Problem to solve ::
Count the lines in the material below that contain the string "target", treating uppercase and lowercase as different. Give only the number.

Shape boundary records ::
###

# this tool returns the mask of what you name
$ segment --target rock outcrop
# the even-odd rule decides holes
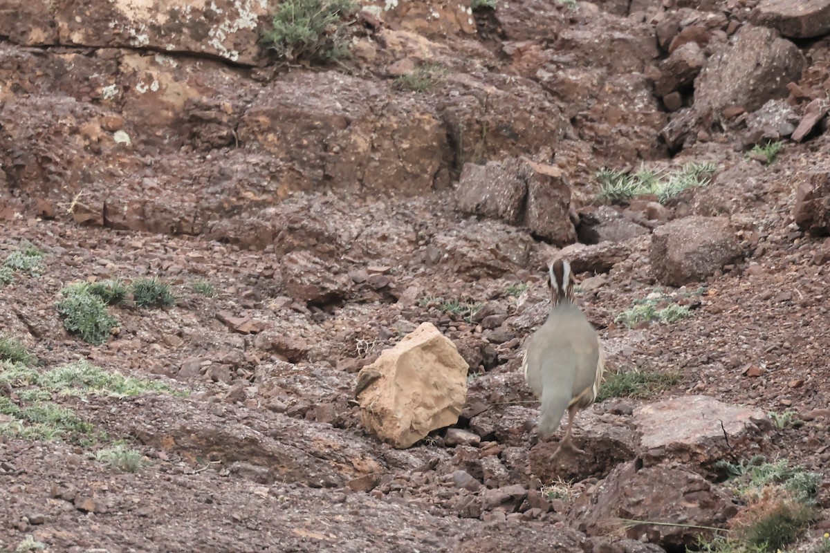
[[[449,339],[424,323],[358,375],[363,424],[396,448],[408,448],[458,421],[468,366]]]

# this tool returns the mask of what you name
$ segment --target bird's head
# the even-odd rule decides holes
[[[576,279],[567,260],[556,260],[550,264],[548,270],[548,286],[550,288],[550,300],[554,305],[564,300],[574,301],[574,284]]]

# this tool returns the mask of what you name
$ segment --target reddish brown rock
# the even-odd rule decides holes
[[[54,17],[65,45],[207,53],[252,65],[260,56],[260,18],[266,16],[265,4],[254,0],[173,6],[77,0],[58,4]]]
[[[796,192],[793,219],[798,228],[823,236],[830,234],[830,178],[824,171],[802,177]]]
[[[733,44],[721,47],[695,81],[695,109],[720,117],[725,108],[747,111],[787,95],[787,83],[798,80],[805,66],[803,55],[789,41],[765,27],[746,26]]]
[[[660,79],[655,83],[655,93],[665,96],[691,85],[706,63],[706,57],[696,42],[676,48],[660,63]]]
[[[750,21],[792,38],[823,36],[830,32],[830,1],[761,0]]]
[[[643,521],[618,531],[629,539],[674,549],[692,546],[699,538],[710,540],[711,531],[700,526],[724,527],[737,512],[726,493],[681,466],[641,468],[631,461],[618,465],[593,492],[579,496],[568,517],[588,536],[607,535],[614,530],[609,525],[620,519]],[[679,520],[688,526],[647,522]]]

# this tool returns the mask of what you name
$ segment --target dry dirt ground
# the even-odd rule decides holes
[[[783,157],[764,178],[781,179],[797,155]],[[826,408],[826,265],[814,262],[821,243],[788,224],[790,192],[782,190],[758,207],[753,216],[769,223],[769,234],[760,237],[754,255],[705,283],[707,291],[689,319],[634,329],[614,323],[616,314],[657,286],[648,276],[645,241],[601,285],[581,292],[580,303],[602,328],[609,365],[679,369],[682,379],[662,392],[666,397],[703,393],[779,413]],[[407,211],[422,216],[427,226],[437,220],[449,226],[481,224],[454,213],[451,204],[437,196],[413,201]],[[369,216],[378,207],[357,206],[354,214]],[[325,310],[300,308],[280,295],[277,260],[268,251],[242,251],[198,238],[84,228],[61,217],[22,216],[3,221],[2,228],[3,255],[24,241],[46,254],[42,275],[18,273],[0,296],[2,332],[23,340],[37,357],[38,371],[87,359],[107,371],[163,381],[189,394],[55,395],[92,423],[95,432],[137,448],[145,458],[134,473],[95,460],[105,441],[0,438],[0,510],[7,548],[13,550],[32,535],[51,551],[505,551],[500,540],[513,545],[538,541],[540,551],[554,551],[551,529],[556,526],[551,525],[563,524],[554,517],[485,522],[442,508],[442,475],[434,468],[436,459],[447,459],[449,448],[432,440],[408,452],[406,459],[397,458],[398,452],[361,430],[357,411],[349,404],[354,380],[350,360],[369,349],[361,349],[360,343],[392,343],[424,320],[454,337],[480,332],[475,325],[451,321],[417,303],[403,307],[368,297]],[[551,251],[545,245],[535,247],[542,257]],[[373,260],[356,261],[370,265]],[[505,288],[524,278],[530,284],[527,303],[544,308],[540,274],[463,282],[449,278],[452,272],[440,264],[426,270],[402,264],[390,271],[398,281],[423,290],[425,297],[482,301],[505,297]],[[141,275],[170,283],[176,305],[110,308],[120,331],[100,347],[84,344],[63,330],[55,308],[61,287],[90,278],[129,280]],[[198,281],[212,284],[216,296],[193,291]],[[220,313],[249,317],[266,332],[276,331],[305,344],[302,359],[286,364],[253,335],[235,332],[220,322]],[[525,336],[515,337],[521,341]],[[517,371],[518,351],[500,351],[505,362],[479,378]],[[179,367],[193,358],[222,367],[224,376],[209,370],[183,376]],[[271,372],[262,371],[263,366]],[[237,395],[228,397],[237,383],[244,385],[243,391],[237,386]],[[278,393],[269,391],[273,386],[279,386]],[[526,396],[526,390],[510,393]],[[324,405],[329,409],[321,409]],[[271,445],[260,443],[267,439]],[[311,442],[317,444],[310,446]],[[293,447],[313,451],[304,457],[285,450]],[[321,452],[333,451],[336,455],[354,454],[369,463],[381,459],[389,473],[423,478],[425,491],[413,499],[393,491],[366,493],[344,488],[342,473],[325,473],[343,463],[336,455],[325,458]],[[826,423],[818,419],[777,431],[764,453],[824,473],[830,460]],[[315,465],[320,461],[315,455],[325,463]],[[422,466],[416,466],[419,462]],[[309,464],[291,468],[298,463]],[[825,479],[825,500],[828,485]]]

###

Problem solution ::
4